§ To do:
Quote the email thread about ticks and cold weather word for word, from "The cold has" to "south shivering.".

Paul:
Except for moose ticks, which are active when its below freezing, and
begin the active phase of their life cycle in late October. We have them
in northern MN--maybe its not cold enough for them to survive in WI. A
typical moose has about 30,000 of them during the winter. I had several
thousand of them on my pants once after walking through a black spruce
clone when it was about 25 degrees. Good thing they don't bite people.
Lee
Paul Jost wrote:
That's probably an exaggeration. I usually have no more encounters
with ticks after the leaves fall, and definitely not after the leaves
fall in followed by the first widespread, hard freeze.
Paul
On Fri, Jan 8, 2010 at 9:04 AM, Sam Goodwin <[email protected]
<mailto:[email protected]>> wrote:
I was told by a veterinarian that you need 2 feet of snow on the
ground before you don't have to worry about ticks. I am heading to
Robinson State Park now so I will find out if its true. Sam
------------------------------------------------------------------------
*From:* "[email protected] <mailto:[email protected]>"
<[email protected] <mailto:[email protected]>>
*To:* [email protected] <mailto:[email protected]>
*Sent:* Fri, January 8, 2010 9:30:54 AM
*Subject:* Re: [ENTS] Re: Weather
Will,
Do you mind if ENTS moves in with you. I'm sick of winter already.
It is snowing lightly outside now and the maximum temperature here
at the house will likely not rise to over 25 today. Saturday night
the temperature here at the house will likely be around 0.
One advantage to cold weather I always thought was thinning out
the populations of pests like ticks. But, if they're able to live
through extremely low temperatures, what the heck good is really
cold weather?
Bob
----- Original Message -----
From: "Will Fell" <[email protected] <mailto:[email protected]>>
To: "ENTSTrees" <[email protected]
<mailto:[email protected]>>
Sent: Friday, January 8, 2010 8:57:46 AM GMT -05:00 US/Canada Eastern
Subject: [ENTS] Re: Weather
Yes it is all relative. It was 70 degrees here New Years eve and fell
like a rock Jan 1. Jan 12nd was the first below freezing morning this
winter and all week we woke up to temps in the 20's and highs only
about 50. This morning is the first day since Jan 1st we haven't
awoken to temps below 32. It was only 35 this morning, but the "warm
spell" won't last as it is to head to the low 20's tonight. Normally
we will get a day or two of cold weather then it will blow out to sea.
The cold has been the lead story in all the papers the past few days
and everyone is fussing about it. I imagine folks in New England would
be running around in shorts in this weather, but it has us in the deep
south shivering.
But I really wonder about the ticks. Here in South GA ticks are not a
problem like up north. You will get an occaisional tick, but not like
some places further north where you can't go in the woods without
spraying down. And we do not have lyme disease dispite having a heavy
deer population. So I really wonder if ticks and Lyme disease are
responsive to cold weather.
WF
On Jan 8, 7:34 am, Beth <[email protected]
<mailto:[email protected]>> wrote:
> Ents,
> Wednesday night/Thursday day we here in St. Louis got between 3-6
> inches of snow. While this is not much the problem was the cold
front
> that came with it. High temps for yesterday were in the teens and
> today and tomorrow the highs are to be in the single temps. Of
course
> the wind chills have been -10 and below. This is heading
towards the
> Northeast today. I hope that everyone there dresses warmly and in
> layers if they have to get outside.
>
> I hope that this bitter cold (yes I know Lee, this isn't cold
for you)
> kills off some of the ticks around here. I am tired of pulling them
> off of me along with getting Lyme.

§ Material supplied:
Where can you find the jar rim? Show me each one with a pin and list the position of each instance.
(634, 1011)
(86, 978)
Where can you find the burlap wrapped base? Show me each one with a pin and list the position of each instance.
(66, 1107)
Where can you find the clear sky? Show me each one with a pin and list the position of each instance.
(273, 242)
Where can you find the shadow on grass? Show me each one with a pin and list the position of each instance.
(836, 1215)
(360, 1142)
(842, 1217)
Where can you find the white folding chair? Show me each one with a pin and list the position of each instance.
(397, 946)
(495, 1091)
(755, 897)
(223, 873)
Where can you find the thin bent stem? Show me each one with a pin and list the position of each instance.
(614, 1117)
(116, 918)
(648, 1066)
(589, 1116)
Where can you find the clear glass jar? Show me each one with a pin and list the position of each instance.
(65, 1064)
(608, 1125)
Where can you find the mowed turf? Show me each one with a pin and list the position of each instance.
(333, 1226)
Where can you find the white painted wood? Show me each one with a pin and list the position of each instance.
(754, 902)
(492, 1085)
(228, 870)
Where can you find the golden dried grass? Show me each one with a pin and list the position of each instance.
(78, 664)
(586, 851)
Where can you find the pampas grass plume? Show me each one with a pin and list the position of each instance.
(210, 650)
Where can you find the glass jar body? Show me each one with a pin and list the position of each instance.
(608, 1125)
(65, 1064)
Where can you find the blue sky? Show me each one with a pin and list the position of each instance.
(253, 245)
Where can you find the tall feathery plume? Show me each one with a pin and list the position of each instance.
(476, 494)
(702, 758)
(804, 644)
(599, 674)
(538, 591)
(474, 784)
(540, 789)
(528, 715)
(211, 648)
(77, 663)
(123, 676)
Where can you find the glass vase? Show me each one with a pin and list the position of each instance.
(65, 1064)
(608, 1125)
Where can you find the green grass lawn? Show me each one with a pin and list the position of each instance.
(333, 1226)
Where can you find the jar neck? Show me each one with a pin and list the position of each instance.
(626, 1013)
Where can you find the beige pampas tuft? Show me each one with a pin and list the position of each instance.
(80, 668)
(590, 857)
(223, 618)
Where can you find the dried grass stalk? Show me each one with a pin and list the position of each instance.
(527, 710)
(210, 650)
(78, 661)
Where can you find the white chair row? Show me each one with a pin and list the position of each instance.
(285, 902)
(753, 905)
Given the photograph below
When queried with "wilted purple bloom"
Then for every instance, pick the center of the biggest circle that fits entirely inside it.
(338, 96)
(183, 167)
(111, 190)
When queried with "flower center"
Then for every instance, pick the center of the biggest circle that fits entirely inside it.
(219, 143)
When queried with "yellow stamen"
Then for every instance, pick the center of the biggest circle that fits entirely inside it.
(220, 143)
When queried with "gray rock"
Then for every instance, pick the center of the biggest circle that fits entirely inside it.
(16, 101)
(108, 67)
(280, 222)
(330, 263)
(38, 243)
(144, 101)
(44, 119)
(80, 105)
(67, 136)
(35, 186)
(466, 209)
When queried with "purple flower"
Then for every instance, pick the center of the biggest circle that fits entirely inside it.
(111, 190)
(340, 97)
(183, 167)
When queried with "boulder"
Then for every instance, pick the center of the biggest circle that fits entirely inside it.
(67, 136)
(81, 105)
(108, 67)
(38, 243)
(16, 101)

§ Answer box:
The cold has been the lead story in all the papers the past few days
and everyone is fussing about it. I imagine folks in New England would
be running around in shorts in this weather, but it has us in the deep
south shivering.